▶ DATA LISTING:
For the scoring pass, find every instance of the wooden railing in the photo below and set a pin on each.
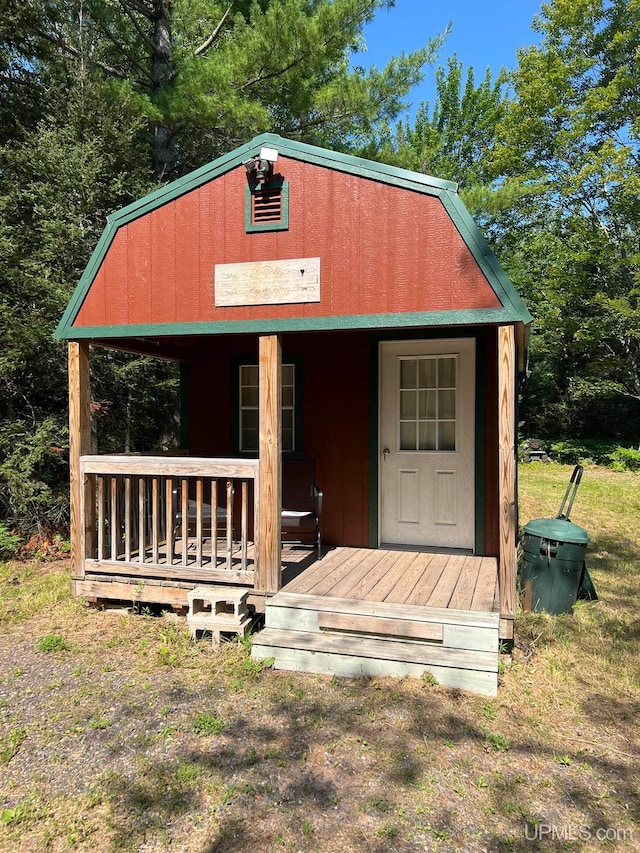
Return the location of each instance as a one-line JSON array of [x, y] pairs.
[[171, 517]]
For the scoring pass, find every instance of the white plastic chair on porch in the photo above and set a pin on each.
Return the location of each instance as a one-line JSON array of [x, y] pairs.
[[192, 515], [301, 503]]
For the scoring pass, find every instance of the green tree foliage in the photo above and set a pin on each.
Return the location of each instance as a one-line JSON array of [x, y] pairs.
[[569, 152], [99, 101], [452, 140], [58, 180], [207, 75]]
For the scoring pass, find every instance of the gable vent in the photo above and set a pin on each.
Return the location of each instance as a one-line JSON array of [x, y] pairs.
[[266, 206]]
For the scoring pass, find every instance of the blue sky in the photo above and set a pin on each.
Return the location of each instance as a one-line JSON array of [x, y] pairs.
[[483, 34]]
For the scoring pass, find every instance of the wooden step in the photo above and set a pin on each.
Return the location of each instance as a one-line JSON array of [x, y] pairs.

▶ STATED GOAL:
Copy these lines word for word, starting at the line that contains "For the scoring pass, find every instance of the green" and continuing through the last line of the records.

▶ SOLUTION BELOW:
For the scoring pass, find every instance of the green tree foliage in the photo above and set a pin on each.
Return the location of each instance as a one-line JSON array of [x, y] pairs.
[[569, 152], [99, 101], [452, 140], [58, 180], [207, 75]]
For the scoring pass, find every instance of the gable vent in the photo above and set a pin on each.
Return the location of each instance as a one-line JSON array of [x, y] pairs.
[[266, 206]]
For the scoring pass, find every instance of the blue sky in the photo above and set a pin on each.
Return the location of each instance as a one-line JSON array of [x, y] pairs.
[[483, 34]]
For the scoring pass, find every instance of the wooden step in the photo above and set a pin on each.
Return the location of each instance as a one-line JSON array of [x, y] pairs.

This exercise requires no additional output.